Requirement => The listing below should be written out exactly; please include all of it.

--------------------

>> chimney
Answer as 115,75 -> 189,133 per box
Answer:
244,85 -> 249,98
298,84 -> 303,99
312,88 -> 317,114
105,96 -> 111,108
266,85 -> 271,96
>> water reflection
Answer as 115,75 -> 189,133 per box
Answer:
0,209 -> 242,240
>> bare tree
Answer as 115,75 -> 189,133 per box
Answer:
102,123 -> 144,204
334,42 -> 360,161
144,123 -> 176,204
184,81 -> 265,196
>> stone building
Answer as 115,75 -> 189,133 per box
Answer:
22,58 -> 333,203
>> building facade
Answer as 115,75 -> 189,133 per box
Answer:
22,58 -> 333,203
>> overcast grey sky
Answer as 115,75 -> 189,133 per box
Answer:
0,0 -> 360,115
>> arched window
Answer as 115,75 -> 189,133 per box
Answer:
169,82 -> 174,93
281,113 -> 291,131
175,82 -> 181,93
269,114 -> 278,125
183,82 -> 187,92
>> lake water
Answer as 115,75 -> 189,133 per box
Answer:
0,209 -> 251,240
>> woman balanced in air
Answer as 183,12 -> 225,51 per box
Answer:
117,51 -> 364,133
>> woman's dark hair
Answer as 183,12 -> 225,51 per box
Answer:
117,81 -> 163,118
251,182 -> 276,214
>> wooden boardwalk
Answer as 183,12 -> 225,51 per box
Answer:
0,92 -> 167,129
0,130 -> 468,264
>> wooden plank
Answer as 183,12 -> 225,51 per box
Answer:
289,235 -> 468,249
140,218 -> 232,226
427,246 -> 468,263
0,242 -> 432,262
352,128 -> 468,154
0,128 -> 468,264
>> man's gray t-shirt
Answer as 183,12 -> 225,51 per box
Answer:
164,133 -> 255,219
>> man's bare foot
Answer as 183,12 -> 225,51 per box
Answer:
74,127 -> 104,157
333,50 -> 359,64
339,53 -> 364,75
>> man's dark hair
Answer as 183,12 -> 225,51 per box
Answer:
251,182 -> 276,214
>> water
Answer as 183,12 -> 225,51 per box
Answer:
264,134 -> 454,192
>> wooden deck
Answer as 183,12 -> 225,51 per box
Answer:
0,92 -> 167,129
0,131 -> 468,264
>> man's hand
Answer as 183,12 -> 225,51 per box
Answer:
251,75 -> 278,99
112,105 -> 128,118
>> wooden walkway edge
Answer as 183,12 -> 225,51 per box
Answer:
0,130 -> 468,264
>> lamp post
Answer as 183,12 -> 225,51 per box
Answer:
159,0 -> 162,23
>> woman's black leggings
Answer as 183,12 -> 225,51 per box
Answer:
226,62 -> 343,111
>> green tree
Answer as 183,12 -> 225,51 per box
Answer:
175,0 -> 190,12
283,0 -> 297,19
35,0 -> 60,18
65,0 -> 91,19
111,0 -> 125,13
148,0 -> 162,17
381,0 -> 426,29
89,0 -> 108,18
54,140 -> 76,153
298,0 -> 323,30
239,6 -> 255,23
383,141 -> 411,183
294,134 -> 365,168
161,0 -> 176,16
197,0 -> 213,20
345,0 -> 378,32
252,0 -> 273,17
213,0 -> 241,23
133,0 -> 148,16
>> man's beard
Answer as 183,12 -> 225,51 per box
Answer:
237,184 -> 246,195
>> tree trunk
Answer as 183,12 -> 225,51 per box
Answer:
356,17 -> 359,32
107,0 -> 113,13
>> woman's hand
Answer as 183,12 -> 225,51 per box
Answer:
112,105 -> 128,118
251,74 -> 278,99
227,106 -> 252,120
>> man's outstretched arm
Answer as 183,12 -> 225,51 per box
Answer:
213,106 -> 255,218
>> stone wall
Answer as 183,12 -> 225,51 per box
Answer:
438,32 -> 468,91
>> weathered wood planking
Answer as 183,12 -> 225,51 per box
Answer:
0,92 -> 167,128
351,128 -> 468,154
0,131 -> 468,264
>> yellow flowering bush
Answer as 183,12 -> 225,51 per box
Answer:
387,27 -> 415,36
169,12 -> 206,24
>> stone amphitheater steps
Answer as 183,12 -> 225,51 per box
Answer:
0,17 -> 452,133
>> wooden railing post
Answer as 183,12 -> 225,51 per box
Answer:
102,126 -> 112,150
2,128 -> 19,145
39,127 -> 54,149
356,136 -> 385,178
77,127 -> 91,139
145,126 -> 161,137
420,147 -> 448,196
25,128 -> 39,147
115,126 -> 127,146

--------------------

Exercise response =>
>> chimney
Answer as 115,75 -> 189,133 per box
Answer:
244,85 -> 249,98
298,84 -> 303,99
312,88 -> 317,114
105,96 -> 111,108
266,85 -> 271,96
>> water reflection
Answer as 115,75 -> 189,133 per box
Answer:
0,209 -> 242,240
>> bare tree
Answer as 115,75 -> 189,133 per box
Answer:
102,123 -> 144,204
334,42 -> 360,161
144,123 -> 176,204
184,81 -> 265,196
>> stone building
Answer as 115,75 -> 189,133 per box
Answer:
22,58 -> 333,203
>> building facade
Answer as 115,75 -> 189,133 per box
Answer:
22,58 -> 333,203
>> overcast grey sky
Answer as 115,75 -> 189,133 per box
Answer:
0,0 -> 360,115
>> arched window
Answer as 115,75 -> 189,133 per box
Answer:
169,82 -> 174,93
281,113 -> 291,131
175,82 -> 181,93
269,114 -> 278,125
183,82 -> 187,92
>> lake water
Answer as 115,75 -> 189,133 per box
Answer:
0,209 -> 251,240
>> woman balanced in air
Answer as 183,12 -> 225,51 per box
Answer:
117,51 -> 364,133
>> woman's dark hair
Answer as 183,12 -> 225,51 per box
Answer:
117,81 -> 163,118
251,182 -> 276,214
>> wooden boardwalk
Answer as 183,12 -> 225,51 per box
Answer:
0,92 -> 167,129
0,130 -> 468,264
>> wooden plank
Answer as 183,12 -> 225,51 per box
Answer:
289,235 -> 468,249
140,218 -> 232,226
427,246 -> 468,263
0,242 -> 432,262
352,128 -> 468,154
0,128 -> 468,264
>> man's gray t-shirt
Answer as 183,12 -> 225,51 per box
Answer:
164,133 -> 255,219
>> man's bare foot
Answer as 183,12 -> 225,51 per box
Answer:
74,127 -> 104,157
333,50 -> 359,64
339,53 -> 364,75
>> man's dark hair
Answer as 183,12 -> 225,51 per box
Answer:
251,182 -> 276,214
>> water
Answer as 183,12 -> 225,51 per box
Answer:
264,134 -> 454,192
>> wooden deck
Answer as 183,12 -> 225,51 per box
Answer:
0,92 -> 167,129
0,131 -> 468,264
>> man's hand
Answer as 183,12 -> 225,51 per box
Answer:
251,75 -> 278,99
112,105 -> 128,118
>> wooden walkway edge
Answer as 183,12 -> 225,51 per box
Answer:
0,130 -> 468,264
>> lamp post
Answer as 183,12 -> 225,51 per box
Answer:
159,0 -> 162,23
>> woman's black leggings
Answer as 183,12 -> 225,51 per box
Answer:
226,62 -> 343,111
>> green tree
Answer as 183,12 -> 225,51 per box
Answer:
175,0 -> 190,12
283,0 -> 297,19
35,0 -> 60,18
65,0 -> 91,19
111,0 -> 125,13
148,0 -> 162,17
381,0 -> 426,29
89,0 -> 108,18
54,140 -> 76,153
298,0 -> 323,30
239,6 -> 255,23
383,141 -> 411,183
294,134 -> 365,168
161,0 -> 176,16
197,0 -> 213,20
345,0 -> 378,32
252,0 -> 273,17
213,0 -> 241,23
133,0 -> 148,16
>> man's beard
Answer as 183,12 -> 225,51 per box
Answer:
237,184 -> 246,195
>> tree trunk
Answer as 183,12 -> 225,51 per box
Answer:
356,17 -> 359,32
107,0 -> 113,13
>> woman's hand
Answer as 183,12 -> 225,51 per box
Answer:
112,105 -> 128,118
251,74 -> 278,99
227,106 -> 252,120
>> man's outstretched arm
Answer as 183,12 -> 225,51 per box
Answer:
213,106 -> 255,218
>> stone wall
Answer as 183,12 -> 225,51 per box
Answer:
438,32 -> 468,91
>> weathered wood planking
Answer as 183,12 -> 225,51 per box
Answer:
0,92 -> 167,128
351,128 -> 468,154
0,131 -> 468,264
>> yellow flowering bush
Answer as 183,12 -> 225,51 per box
Answer:
387,27 -> 415,36
169,12 -> 206,24
>> stone amphitheater steps
Answer as 183,12 -> 225,51 per box
Answer:
0,17 -> 452,133
>> wooden railing post
Answer as 183,12 -> 225,51 per box
Answer:
102,126 -> 112,150
2,128 -> 19,145
39,127 -> 54,149
356,136 -> 385,178
77,127 -> 91,139
145,126 -> 161,137
420,147 -> 448,196
25,128 -> 39,147
115,126 -> 127,146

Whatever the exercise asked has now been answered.